- _SET PROBLEM_:
Rewrite the listing below as a numbered list, from its first line through the line containing "[0,283,860,547]", with both of those lines included and any blank lines dropped.
* Start *
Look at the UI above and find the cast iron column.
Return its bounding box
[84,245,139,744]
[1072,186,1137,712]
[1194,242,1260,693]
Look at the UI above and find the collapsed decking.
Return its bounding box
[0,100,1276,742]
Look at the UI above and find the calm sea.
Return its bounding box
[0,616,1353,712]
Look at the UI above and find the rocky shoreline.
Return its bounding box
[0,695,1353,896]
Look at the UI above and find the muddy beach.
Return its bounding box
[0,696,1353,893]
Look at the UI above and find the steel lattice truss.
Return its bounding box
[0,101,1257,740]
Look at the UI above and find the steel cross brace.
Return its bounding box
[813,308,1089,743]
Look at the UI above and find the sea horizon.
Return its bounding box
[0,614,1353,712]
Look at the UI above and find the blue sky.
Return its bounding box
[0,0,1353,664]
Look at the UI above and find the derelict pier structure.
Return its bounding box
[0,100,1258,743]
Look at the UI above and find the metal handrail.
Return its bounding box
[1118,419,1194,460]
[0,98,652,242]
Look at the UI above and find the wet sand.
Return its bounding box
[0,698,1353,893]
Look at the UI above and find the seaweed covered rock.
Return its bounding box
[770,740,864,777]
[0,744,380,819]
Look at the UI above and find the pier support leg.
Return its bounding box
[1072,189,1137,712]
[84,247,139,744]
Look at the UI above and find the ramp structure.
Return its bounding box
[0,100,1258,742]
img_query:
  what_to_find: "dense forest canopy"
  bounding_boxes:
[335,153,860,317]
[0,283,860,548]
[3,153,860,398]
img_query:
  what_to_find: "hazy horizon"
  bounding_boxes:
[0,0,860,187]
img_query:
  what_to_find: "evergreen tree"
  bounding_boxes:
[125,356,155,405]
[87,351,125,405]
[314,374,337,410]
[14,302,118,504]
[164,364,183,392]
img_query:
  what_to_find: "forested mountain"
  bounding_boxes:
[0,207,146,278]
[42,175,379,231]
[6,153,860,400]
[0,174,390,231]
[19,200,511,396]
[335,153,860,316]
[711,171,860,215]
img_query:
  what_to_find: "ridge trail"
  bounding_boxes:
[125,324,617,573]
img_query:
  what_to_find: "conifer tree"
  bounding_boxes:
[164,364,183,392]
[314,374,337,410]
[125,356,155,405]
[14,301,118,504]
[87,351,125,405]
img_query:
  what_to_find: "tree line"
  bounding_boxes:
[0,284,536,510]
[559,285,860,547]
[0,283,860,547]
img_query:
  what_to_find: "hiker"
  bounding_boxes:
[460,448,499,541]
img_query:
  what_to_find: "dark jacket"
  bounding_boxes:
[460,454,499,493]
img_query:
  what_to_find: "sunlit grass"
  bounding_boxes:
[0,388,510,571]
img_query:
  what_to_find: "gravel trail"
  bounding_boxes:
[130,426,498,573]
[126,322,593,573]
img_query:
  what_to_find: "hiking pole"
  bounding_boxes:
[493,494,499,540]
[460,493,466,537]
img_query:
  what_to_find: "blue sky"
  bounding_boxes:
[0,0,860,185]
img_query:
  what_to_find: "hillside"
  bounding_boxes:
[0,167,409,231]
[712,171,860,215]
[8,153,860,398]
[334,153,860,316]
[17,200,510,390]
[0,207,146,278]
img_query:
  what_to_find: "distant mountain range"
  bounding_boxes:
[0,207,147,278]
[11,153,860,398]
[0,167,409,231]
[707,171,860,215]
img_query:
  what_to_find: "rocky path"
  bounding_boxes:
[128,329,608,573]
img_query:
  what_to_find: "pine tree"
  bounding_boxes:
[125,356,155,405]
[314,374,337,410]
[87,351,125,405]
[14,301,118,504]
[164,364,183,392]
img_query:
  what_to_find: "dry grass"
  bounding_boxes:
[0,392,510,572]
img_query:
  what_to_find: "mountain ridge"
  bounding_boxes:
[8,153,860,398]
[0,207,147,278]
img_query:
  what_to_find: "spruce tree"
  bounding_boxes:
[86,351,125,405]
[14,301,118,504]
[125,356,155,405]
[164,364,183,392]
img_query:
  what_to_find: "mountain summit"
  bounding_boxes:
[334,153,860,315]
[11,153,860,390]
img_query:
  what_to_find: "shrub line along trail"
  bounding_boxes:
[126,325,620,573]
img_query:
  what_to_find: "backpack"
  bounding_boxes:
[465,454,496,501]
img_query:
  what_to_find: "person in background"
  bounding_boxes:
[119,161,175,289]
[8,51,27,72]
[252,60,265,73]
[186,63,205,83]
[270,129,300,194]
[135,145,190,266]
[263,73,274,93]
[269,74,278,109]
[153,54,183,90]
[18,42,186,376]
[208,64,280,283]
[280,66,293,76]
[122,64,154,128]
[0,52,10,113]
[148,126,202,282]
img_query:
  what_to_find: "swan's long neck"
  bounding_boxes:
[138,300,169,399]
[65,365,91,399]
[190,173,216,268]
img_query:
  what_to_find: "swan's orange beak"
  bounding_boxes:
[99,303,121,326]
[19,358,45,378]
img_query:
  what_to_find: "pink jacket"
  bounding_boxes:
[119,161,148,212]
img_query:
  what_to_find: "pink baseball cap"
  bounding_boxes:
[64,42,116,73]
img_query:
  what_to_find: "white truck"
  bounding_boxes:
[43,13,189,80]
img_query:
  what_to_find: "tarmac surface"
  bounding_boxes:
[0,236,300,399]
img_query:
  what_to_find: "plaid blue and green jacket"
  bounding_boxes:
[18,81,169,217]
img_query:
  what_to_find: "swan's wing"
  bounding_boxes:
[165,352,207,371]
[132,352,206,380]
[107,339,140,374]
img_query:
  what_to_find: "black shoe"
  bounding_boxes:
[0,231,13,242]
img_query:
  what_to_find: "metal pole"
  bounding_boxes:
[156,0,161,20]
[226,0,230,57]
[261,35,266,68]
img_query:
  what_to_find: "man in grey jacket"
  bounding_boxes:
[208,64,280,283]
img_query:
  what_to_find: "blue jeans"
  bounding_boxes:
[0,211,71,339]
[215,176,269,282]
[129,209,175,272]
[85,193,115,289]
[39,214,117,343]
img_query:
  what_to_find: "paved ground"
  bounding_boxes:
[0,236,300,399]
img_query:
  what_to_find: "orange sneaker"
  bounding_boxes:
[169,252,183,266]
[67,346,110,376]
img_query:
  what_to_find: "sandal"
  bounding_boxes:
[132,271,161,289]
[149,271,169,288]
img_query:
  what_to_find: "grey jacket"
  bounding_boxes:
* End *
- _SOLUTION BELOW_:
1. Look at the UI above and find the cast iron column.
2. Return its bounding box
3. [84,245,139,744]
4. [1072,186,1137,712]
5. [1194,242,1260,693]
6. Look at the UI above and find the collapsed decking.
7. Return its bounding box
8. [0,100,1276,742]
9. Look at the UI above and find the calm sea.
10. Return its bounding box
11. [0,616,1353,712]
12. Look at the UI above and find the rocky shoreline.
13. Return its bounding box
14. [0,695,1353,896]
15. Look at the UI above and find the muddy beach.
16. Return its bounding box
17. [0,696,1353,893]
18. Look at the UI above and find the steel lattice truss.
19. Return its bounding box
20. [0,101,1257,740]
21. Look at the UI above and find the steel cross brace.
22. Return its bounding box
23. [813,308,1089,743]
24. Look at the UI above and find the sea horizon.
25. Return its bounding box
26. [0,614,1353,712]
27. Look at the UI above and find the blue sky.
28. Return its bounding box
29. [0,0,1353,664]
30. Look at the UI above and find the derelict pier structure.
31. Return its bounding box
32. [0,100,1258,743]
33. Look at the UI above and find the metal handrail.
34. Return its bounding box
35. [1118,419,1194,460]
36. [0,98,652,242]
37. Look at the UI above and find the wet sand.
38. Return its bounding box
39. [0,698,1353,893]
40. Look at the UI above and find the seaweed covered rock.
41. Return its bounding box
42. [770,740,864,777]
43. [0,744,380,819]
44. Look at the UI above and find the pier support leg.
45. Return its bounding box
46. [1072,189,1137,712]
47. [84,247,139,744]
48. Look at the UI above and find the ramp structure.
49. Return its bounding box
50. [0,100,1258,742]
51. img_query:
52.   what_to_find: "dense forest canopy"
53.   bounding_boxes:
54. [335,153,860,317]
55. [0,283,860,548]
56. [3,153,860,398]
57. img_query:
58.   what_to_find: "hazy horizon"
59.   bounding_boxes:
60. [0,0,860,187]
61. img_query:
62.   what_to_find: "evergreen tree"
63.   bounding_boxes:
64. [125,356,155,405]
65. [87,351,125,405]
66. [314,374,337,410]
67. [14,302,118,504]
68. [164,364,183,392]
69. img_query:
70.   what_to_find: "forested mountain"
71.   bounding_boxes:
72. [0,207,146,278]
73. [42,175,379,231]
74. [6,153,860,400]
75. [0,174,390,231]
76. [19,200,511,396]
77. [335,153,860,316]
78. [711,171,860,215]
79. img_query:
80.   what_to_find: "ridge trail"
81.   bounding_boxes:
82. [125,324,617,573]
83. img_query:
84.   what_to_find: "conifer tree"
85.   bounding_boxes:
86. [164,364,183,392]
87. [314,374,337,410]
88. [125,356,155,405]
89. [14,301,118,504]
90. [87,351,125,405]
91. img_query:
92.   what_to_find: "tree line"
93.   bounding_boxes:
94. [0,284,536,510]
95. [559,285,860,547]
96. [0,283,860,547]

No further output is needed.